— Exercise aim —
Produce again, without any change, the lines running from the one with "Target: stone archway" through the final line of the data below, and only those.

— Records shown —
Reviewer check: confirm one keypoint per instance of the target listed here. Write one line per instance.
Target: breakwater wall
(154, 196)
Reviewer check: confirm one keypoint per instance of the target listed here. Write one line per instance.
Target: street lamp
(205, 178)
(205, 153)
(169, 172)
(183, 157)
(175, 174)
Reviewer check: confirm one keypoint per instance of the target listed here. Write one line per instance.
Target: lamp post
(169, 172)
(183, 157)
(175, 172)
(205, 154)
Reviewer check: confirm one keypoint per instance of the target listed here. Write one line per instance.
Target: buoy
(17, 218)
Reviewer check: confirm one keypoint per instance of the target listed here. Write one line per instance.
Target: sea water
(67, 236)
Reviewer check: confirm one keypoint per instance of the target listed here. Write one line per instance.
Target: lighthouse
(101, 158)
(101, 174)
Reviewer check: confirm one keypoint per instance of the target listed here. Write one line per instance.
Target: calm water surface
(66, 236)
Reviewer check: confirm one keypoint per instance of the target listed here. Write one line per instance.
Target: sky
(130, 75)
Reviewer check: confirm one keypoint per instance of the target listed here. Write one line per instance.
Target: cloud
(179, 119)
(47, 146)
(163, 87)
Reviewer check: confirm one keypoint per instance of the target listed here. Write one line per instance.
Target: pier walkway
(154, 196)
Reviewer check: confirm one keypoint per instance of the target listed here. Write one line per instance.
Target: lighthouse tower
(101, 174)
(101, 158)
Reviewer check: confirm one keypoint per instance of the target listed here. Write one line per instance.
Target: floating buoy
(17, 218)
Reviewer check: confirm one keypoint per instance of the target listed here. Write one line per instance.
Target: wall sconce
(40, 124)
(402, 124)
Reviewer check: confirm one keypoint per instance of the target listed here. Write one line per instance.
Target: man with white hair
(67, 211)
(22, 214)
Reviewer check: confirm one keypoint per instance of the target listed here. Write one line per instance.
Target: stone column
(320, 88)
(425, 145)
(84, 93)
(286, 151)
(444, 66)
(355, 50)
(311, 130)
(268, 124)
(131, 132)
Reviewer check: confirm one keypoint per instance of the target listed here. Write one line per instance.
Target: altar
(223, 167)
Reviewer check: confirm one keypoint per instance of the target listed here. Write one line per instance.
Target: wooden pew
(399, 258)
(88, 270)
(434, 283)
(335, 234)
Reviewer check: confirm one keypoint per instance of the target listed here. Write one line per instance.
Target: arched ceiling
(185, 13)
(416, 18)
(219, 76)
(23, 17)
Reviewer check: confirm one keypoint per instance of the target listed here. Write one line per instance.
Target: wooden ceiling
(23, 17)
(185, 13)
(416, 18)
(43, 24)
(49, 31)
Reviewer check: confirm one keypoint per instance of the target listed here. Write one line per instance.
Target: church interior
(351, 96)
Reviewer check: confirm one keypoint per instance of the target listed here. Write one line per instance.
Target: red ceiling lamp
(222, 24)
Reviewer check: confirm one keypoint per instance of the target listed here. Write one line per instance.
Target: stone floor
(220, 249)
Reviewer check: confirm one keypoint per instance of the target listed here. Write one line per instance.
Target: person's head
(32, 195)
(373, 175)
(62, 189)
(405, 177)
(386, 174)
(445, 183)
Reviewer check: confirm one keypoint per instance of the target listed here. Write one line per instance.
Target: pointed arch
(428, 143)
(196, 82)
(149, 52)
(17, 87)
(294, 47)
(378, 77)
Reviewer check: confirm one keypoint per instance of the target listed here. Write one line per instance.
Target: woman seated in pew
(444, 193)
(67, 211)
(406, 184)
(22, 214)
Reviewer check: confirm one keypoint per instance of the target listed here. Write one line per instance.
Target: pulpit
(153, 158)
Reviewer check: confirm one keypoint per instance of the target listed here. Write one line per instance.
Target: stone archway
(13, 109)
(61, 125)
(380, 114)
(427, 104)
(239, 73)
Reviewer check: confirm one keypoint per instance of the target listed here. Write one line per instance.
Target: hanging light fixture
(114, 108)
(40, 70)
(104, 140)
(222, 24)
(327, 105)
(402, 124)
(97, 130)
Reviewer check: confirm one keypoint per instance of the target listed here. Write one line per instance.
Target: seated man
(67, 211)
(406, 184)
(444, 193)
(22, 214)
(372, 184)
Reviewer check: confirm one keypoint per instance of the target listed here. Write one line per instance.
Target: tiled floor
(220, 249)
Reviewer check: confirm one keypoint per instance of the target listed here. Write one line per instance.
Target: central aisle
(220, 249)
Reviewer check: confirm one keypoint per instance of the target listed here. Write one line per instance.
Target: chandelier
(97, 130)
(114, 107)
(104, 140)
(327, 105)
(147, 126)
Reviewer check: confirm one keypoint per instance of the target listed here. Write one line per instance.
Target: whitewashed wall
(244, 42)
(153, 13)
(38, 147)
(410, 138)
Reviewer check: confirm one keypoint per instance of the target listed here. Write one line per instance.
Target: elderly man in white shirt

— Result of the exercise —
Target: stone archway
(13, 109)
(61, 125)
(380, 114)
(427, 104)
(239, 73)
Reviewer check: confirm one keypoint per instance of the target listed here. Write one line per instance.
Target: hanging light fixture
(114, 108)
(40, 70)
(104, 140)
(222, 24)
(327, 105)
(402, 124)
(97, 130)
Reviewer check: confirm one keypoint per instance of the target listed here. Write one line per instance.
Target: seated man
(67, 211)
(406, 184)
(444, 193)
(22, 214)
(372, 184)
Reviewer check: confirm one keypoint per instance of the target listed here. Write one line per instance.
Target: tiled floor
(220, 249)
Reviewer check: confirm one keypoint per instance of the target listed here. Write one line per instance.
Target: central aisle
(220, 249)
Reviewer check: confirm one keypoint per instance of the target listed here. Write one line per instance.
Target: chandelier
(97, 130)
(114, 107)
(104, 140)
(327, 105)
(147, 126)
Reviewer check: confirm one keypoint per instance of the target listed here. Write one line per instance.
Target: whitewashed wall
(244, 42)
(153, 13)
(38, 147)
(410, 138)
Reviewer check: confirm one keypoint per instance of the target listed here. Write one line per instance.
Target: elderly man in white shirt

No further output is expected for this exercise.